Given instruction:
Copy out the listing below line for line, with no changes.

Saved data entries
+-------+
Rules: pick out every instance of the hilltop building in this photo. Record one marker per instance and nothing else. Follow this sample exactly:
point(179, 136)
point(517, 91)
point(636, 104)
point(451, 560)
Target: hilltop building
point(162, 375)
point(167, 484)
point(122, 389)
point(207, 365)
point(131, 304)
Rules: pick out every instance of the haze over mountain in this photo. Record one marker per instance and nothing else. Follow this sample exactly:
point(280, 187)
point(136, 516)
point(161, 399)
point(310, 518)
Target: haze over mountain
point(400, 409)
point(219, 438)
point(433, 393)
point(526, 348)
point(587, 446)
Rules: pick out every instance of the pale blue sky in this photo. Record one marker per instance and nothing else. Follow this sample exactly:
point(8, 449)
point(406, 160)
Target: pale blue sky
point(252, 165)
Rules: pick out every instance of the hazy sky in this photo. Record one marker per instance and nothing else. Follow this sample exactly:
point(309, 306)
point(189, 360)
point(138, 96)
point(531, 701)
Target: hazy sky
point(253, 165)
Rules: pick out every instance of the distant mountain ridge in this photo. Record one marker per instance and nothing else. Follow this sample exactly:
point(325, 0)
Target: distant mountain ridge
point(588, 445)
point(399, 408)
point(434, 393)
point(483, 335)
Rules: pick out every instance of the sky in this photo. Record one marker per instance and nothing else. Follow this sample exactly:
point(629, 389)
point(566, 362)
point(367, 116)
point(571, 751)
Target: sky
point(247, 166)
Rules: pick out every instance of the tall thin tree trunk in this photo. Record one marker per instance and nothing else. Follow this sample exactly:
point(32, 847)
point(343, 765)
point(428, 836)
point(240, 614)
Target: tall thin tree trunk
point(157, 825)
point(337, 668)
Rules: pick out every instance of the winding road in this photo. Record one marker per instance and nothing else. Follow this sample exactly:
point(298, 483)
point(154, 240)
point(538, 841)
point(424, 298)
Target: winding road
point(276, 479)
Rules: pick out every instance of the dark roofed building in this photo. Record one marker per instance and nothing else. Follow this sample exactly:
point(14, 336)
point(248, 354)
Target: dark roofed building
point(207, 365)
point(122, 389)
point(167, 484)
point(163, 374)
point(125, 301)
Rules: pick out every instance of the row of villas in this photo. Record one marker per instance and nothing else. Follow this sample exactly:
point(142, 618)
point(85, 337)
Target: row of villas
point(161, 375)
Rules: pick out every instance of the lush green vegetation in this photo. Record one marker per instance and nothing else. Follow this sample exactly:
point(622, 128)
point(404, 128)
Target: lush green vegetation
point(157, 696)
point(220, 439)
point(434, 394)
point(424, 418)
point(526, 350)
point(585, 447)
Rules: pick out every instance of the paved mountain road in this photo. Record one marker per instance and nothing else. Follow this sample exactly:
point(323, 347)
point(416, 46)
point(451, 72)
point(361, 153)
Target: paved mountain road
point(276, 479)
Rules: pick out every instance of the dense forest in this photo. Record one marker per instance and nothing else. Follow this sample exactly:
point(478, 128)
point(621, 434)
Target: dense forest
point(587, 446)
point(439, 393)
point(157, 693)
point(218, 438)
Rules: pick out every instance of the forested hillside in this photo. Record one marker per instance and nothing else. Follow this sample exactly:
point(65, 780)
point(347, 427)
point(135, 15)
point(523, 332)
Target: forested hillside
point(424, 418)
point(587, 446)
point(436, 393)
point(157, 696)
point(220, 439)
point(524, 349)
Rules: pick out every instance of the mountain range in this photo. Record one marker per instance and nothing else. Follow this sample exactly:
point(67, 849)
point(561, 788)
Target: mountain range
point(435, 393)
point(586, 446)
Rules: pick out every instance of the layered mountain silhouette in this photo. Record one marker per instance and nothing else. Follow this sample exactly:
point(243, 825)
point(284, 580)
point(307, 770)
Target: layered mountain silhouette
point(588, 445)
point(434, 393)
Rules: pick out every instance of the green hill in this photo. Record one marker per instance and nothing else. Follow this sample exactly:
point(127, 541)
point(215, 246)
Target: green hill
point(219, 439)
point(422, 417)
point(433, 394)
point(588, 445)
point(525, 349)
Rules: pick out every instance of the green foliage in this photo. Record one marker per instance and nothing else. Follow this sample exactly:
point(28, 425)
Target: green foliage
+-------+
Written answer:
Rules: pick out every instance of the hilltop building in this photo. Record one marker per instance and nothing else. Follow this sample exactly:
point(179, 136)
point(517, 91)
point(636, 104)
point(451, 560)
Target: hilltop building
point(162, 375)
point(167, 484)
point(122, 389)
point(207, 365)
point(131, 304)
Rules: pick out every instance of the haze over mountain in this photo. Record one marker per instance and nothing else. Follow this sample exactly:
point(280, 187)
point(136, 516)
point(161, 399)
point(310, 518)
Target: haze over mountain
point(400, 409)
point(219, 438)
point(433, 393)
point(526, 348)
point(587, 446)
Rules: pick out every instance of the pale blue sky in this photo. Record one marker per instance and nothing else. Follow this sample exactly:
point(8, 449)
point(406, 160)
Target: pale blue sky
point(252, 165)
Rules: pick out every instance of the hazy sky in this photo. Record one marker per instance and nothing else. Follow this sample exactly:
point(309, 306)
point(189, 360)
point(138, 96)
point(531, 701)
Target: hazy sky
point(253, 165)
Rules: pick out every instance of the distant mountain ridge in this photo. Record one marker per instance and nothing else. Follow this sample exactly:
point(325, 0)
Target: distant mountain ridge
point(588, 445)
point(399, 408)
point(434, 393)
point(483, 335)
Rules: pick out every instance of the sky in this photo. Record one marker per instance and nothing else. Follow this sample exactly:
point(629, 389)
point(566, 362)
point(367, 116)
point(571, 751)
Target: sky
point(247, 166)
Rules: pick out every instance of the tall thin tree trunk in this photo. Record one marker per instance and nothing else. Follow this sample exactly:
point(32, 847)
point(343, 765)
point(428, 836)
point(240, 614)
Target: tall thin tree trunk
point(157, 825)
point(337, 668)
Rules: pick out every instance of the winding road in this photo. Record one marker per instance and nothing else. Follow this sample exactly:
point(298, 483)
point(154, 240)
point(538, 841)
point(424, 298)
Target: winding road
point(276, 479)
Rules: pick out every instance of the dark roofed building in this photo. Record one marker per instance and nothing else. Follow this sample exactly:
point(14, 336)
point(248, 354)
Target: dark roofed building
point(207, 365)
point(122, 389)
point(167, 484)
point(163, 374)
point(125, 301)
Rules: pick out every instance of the row of villas in this photo. Record one marker per instance and nothing else. Follow this sample exactly:
point(142, 618)
point(85, 337)
Target: row of villas
point(161, 375)
Rules: pick out every instance of the lush green vegetation in this photo. Record one marker per instance and nothing else. Follow this sample exactly:
point(622, 128)
point(404, 128)
Target: lush green vegetation
point(157, 696)
point(220, 439)
point(434, 394)
point(424, 418)
point(526, 350)
point(585, 447)
Rules: pick out every instance of the paved mountain road in this photo. Record one marker per instance and nothing else. Follow this sample exactly:
point(323, 347)
point(416, 46)
point(451, 72)
point(361, 153)
Target: paved mountain road
point(276, 479)
Rules: pick out every instance of the dense forest in this photo. Record one marker per instance and nothing else. Follow this sample exactly:
point(478, 128)
point(621, 434)
Target: dense forest
point(587, 446)
point(439, 393)
point(157, 693)
point(218, 438)
Rules: pick out every instance of the forested hillside in this photo. Record one marker per instance and nothing else. Follow this sample exactly:
point(65, 780)
point(347, 427)
point(135, 15)
point(523, 332)
Target: forested hillside
point(424, 418)
point(587, 446)
point(436, 393)
point(157, 696)
point(220, 439)
point(524, 349)
Rules: pick out every instance of the mountain range in this photo. Record one marker per instance and nothing else. Follow this sample exactly:
point(67, 849)
point(561, 788)
Target: mountain range
point(435, 393)
point(586, 446)
Rules: pick out every instance of the layered mountain silhouette in this photo. Record one marker per instance and nothing else. Follow this sample exactly:
point(243, 825)
point(284, 580)
point(307, 770)
Target: layered mountain silhouette
point(588, 445)
point(434, 393)
Rules: pick out every instance of the green hill in this photo. Record one marker per instance and nothing else. Follow this sample exactly:
point(127, 541)
point(215, 246)
Target: green hill
point(219, 439)
point(422, 417)
point(433, 394)
point(588, 445)
point(525, 349)
Rules: pick out every instance of the green foliage in this photo. Record one marker per instance and nothing else. Follow this sample exactly:
point(28, 425)
Target: green foliage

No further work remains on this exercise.